╭─ Material provided
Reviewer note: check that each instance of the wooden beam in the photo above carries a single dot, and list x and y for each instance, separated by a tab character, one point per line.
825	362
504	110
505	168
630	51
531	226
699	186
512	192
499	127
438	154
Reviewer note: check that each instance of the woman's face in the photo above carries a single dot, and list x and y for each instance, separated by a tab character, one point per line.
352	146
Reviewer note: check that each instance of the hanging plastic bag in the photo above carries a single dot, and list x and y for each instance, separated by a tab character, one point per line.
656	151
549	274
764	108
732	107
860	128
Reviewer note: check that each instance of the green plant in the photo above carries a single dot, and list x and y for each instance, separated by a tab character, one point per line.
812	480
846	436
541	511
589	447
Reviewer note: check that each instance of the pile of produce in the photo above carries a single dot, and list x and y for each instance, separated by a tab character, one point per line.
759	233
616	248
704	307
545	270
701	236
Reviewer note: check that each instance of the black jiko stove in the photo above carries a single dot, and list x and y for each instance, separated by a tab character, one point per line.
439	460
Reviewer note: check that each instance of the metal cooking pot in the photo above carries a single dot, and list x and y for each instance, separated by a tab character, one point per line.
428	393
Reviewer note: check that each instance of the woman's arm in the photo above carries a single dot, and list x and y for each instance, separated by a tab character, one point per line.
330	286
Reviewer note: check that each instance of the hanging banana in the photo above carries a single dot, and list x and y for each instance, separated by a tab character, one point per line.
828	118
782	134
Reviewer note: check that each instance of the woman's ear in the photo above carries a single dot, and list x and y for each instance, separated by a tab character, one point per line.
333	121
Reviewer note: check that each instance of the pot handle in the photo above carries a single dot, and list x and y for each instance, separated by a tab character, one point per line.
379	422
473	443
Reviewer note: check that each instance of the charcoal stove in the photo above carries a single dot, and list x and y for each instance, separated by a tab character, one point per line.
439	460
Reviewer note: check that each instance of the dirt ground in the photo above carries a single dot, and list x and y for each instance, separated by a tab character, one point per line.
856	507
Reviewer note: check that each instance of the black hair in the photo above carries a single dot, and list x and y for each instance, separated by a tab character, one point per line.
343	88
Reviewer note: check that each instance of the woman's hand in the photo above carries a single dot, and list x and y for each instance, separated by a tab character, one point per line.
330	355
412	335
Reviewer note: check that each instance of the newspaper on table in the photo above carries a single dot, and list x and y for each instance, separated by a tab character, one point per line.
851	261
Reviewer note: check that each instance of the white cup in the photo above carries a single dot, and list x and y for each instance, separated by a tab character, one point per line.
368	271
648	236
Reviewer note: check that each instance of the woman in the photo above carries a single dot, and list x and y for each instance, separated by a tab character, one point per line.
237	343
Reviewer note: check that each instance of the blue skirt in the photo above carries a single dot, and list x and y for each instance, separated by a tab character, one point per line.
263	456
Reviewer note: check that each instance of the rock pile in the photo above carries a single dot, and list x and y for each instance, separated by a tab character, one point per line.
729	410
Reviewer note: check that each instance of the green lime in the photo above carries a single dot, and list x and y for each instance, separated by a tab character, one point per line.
╰─
## Prompt
Each entry should be retyped exactly as given.

## Exercise answer
Reviewer note: check that each instance of the wooden beam in the photo above carries a single dot, and list x and y for each instance, separated by a tab character, one point per line.
825	362
504	110
505	168
630	51
531	226
699	186
512	192
499	127
438	154
Reviewer note: check that each instance of the woman's face in the photo above carries a single dot, and list x and y for each instance, separated by a tab character, one point per line.
352	146
Reviewer note: check that each instance of the hanging plastic bag in the photo above carries a single dot, and list x and y for each instance, separated by a tab character, one point per line.
656	151
549	274
764	108
732	107
860	128
Reviewer note: check that each instance of the green plant in the photo above carries a single dot, and list x and y for each instance, separated by a tab character, one point per line.
812	480
846	436
541	511
589	447
Reviewer note: check that each instance of the pile of produce in the photo above carries a single dot, and list x and y for each instance, separated by a tab character, one point per line.
759	233
616	248
704	307
545	270
701	236
Reviewer note: check that each instance of the black jiko stove in the photo above carries a single dot, and list x and y for each instance, separated by a tab character, one point per line.
439	460
Reviewer note: check that each instance of the metal cooking pot in the photo above carries a single dot, and list x and y for each instance, separated by a tab character, one point per line.
428	393
Reviewer note: check that each instance of the woman's arm in the photo above carries a single dot, and list x and y for each instance, separated by a tab character, one point per line.
330	286
Reviewer note: check that each instance of the hanging banana in the photo above carries a single dot, and list x and y for each instance, separated by a tab character, one point per line.
828	118
782	134
Reviewer note: check that each instance of the woman's ear in the photo above carries a single dot, and list x and y for each instance, separated by a tab character, one point per line.
333	121
Reviewer note: check that each instance of the pot handle in the photo above carries a single dot, and list x and y for each instance, separated by a tab character, one point per line.
379	422
473	443
Reviewer note: check that each instance of the charcoal stove in the photo above carries a single dot, and list x and y for each instance, separated by a tab character, one point per line.
439	460
Reviewer note: check that each instance of the dirt ground in the photo above carries a single dot, and list x and y for each instance, separated by a tab character, one point per line.
856	507
Reviewer note: check that each instance of the black hair in the photo above carries a single dot, and list x and y for each instance, separated by a tab character, one point per line.
343	88
Reviewer note: check that each instance of the woman's hand in the photo above carries a single dot, and list x and y for each instance, separated by a tab character, one point per line.
330	355
412	335
Reviewer note: check that each instance of the newspaper on table in the photo above carries a single dot, and list x and y for each instance, separated by a tab character, one point per line.
851	261
Reviewer note: check that each instance of the white cup in the photo above carries a single dot, and list x and y for each instance, separated by a tab character, one point per line.
368	271
648	236
Reviewer note: check that each instance of the woman in the photo above carries a single dot, and list x and y for each instance, separated by a tab character, one point per line.
237	343
Reviewer note: check that each instance of the blue skirt in the photo above carries a single dot, and list x and y for each instance, separated by a tab character, one point per line.
263	456
Reviewer note: check that each instance of the rock pile in the photo above carries a single dot, and list x and y for each instance, separated by a tab character, one point per line.
729	410
Reviewer note: check that each instance of the green lime in the photo above carries a single dot, and list x and y for each instance, separated by a tab character, one point per line.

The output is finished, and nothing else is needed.